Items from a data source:

· · ·

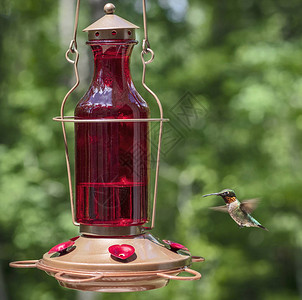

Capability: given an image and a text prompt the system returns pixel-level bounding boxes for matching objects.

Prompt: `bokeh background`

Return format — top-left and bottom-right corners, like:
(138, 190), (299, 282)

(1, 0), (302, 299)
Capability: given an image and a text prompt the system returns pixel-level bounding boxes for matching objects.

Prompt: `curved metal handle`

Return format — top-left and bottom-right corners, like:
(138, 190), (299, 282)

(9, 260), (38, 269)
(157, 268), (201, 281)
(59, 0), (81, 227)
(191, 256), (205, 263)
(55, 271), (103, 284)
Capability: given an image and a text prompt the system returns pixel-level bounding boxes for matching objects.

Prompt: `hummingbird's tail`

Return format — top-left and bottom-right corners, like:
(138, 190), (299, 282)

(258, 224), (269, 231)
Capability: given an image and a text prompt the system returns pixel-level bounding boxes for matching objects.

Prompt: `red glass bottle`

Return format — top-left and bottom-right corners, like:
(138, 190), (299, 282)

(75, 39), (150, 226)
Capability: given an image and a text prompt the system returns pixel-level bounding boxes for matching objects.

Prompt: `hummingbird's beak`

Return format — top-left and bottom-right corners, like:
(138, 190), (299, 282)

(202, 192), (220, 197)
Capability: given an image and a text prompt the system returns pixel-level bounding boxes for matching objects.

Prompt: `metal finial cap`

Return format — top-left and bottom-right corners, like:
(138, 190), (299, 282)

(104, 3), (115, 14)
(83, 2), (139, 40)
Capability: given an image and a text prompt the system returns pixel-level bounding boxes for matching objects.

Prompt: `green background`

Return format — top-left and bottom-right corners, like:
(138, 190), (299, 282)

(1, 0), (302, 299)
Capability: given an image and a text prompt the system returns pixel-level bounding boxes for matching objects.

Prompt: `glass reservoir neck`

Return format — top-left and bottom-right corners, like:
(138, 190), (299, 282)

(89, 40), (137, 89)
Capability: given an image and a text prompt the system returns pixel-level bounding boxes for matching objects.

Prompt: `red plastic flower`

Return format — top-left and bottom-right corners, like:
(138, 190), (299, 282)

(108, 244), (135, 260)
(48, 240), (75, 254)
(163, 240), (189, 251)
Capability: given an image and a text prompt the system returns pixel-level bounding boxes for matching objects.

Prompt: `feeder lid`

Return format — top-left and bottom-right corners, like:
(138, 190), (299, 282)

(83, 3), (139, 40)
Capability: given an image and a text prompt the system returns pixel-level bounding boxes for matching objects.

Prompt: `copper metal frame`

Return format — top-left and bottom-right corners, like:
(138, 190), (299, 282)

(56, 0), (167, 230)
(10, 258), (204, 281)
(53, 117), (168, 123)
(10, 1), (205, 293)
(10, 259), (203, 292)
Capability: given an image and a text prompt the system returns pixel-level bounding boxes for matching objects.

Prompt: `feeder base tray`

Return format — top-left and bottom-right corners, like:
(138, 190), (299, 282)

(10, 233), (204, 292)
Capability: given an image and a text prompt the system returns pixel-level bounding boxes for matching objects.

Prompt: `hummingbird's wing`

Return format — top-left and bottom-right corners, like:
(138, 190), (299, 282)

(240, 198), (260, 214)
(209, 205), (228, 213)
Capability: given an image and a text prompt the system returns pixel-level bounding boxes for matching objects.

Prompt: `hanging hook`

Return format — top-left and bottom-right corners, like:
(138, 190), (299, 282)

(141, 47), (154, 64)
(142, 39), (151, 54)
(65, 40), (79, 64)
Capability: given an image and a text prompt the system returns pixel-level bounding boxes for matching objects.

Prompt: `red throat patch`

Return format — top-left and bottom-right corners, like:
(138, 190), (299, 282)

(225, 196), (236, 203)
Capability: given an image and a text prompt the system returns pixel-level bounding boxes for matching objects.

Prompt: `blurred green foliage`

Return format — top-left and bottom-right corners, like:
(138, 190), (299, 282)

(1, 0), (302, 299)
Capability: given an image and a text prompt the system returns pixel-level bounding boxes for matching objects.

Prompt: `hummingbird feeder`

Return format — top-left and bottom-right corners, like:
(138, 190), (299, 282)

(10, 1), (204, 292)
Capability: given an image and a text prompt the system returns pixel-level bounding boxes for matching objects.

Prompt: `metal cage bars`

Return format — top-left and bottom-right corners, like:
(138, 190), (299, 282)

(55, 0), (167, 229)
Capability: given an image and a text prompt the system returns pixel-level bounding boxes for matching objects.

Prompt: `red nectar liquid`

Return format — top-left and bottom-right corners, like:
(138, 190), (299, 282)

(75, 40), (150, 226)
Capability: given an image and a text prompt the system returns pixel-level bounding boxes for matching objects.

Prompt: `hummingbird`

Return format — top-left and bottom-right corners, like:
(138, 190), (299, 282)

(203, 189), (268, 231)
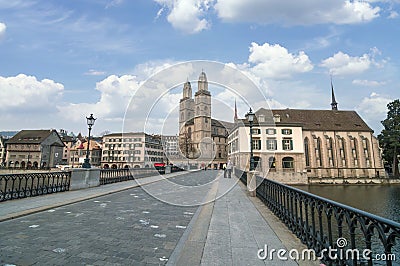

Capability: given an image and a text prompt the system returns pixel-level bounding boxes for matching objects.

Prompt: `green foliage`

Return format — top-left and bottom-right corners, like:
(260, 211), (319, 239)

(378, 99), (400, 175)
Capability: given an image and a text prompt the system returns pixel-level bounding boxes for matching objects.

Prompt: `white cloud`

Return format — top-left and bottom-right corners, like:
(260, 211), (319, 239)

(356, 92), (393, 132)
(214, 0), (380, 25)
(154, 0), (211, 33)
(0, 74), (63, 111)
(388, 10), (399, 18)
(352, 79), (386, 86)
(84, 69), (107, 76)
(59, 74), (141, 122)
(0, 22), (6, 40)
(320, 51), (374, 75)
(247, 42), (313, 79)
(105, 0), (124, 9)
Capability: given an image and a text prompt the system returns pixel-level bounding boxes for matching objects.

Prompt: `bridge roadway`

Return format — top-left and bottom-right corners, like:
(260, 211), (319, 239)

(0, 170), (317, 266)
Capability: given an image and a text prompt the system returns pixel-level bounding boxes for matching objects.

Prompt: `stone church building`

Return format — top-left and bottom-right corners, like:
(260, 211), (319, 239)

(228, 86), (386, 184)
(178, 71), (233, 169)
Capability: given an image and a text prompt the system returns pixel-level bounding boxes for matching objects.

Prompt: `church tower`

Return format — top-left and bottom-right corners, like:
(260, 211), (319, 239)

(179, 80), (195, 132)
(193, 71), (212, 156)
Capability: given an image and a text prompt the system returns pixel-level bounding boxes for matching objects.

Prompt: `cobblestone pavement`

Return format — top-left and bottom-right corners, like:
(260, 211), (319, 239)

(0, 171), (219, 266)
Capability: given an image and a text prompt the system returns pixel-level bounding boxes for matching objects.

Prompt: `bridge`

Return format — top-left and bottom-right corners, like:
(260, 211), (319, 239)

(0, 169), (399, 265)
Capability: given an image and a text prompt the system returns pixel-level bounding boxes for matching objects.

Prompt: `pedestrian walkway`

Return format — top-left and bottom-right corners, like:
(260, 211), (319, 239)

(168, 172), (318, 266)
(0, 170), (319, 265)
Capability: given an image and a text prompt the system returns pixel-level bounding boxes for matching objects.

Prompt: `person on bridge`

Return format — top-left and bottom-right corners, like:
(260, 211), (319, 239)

· · ·

Among the lines of the entries above, count those containing the string "bridge". Write the number alone.

◆ Answer area: 3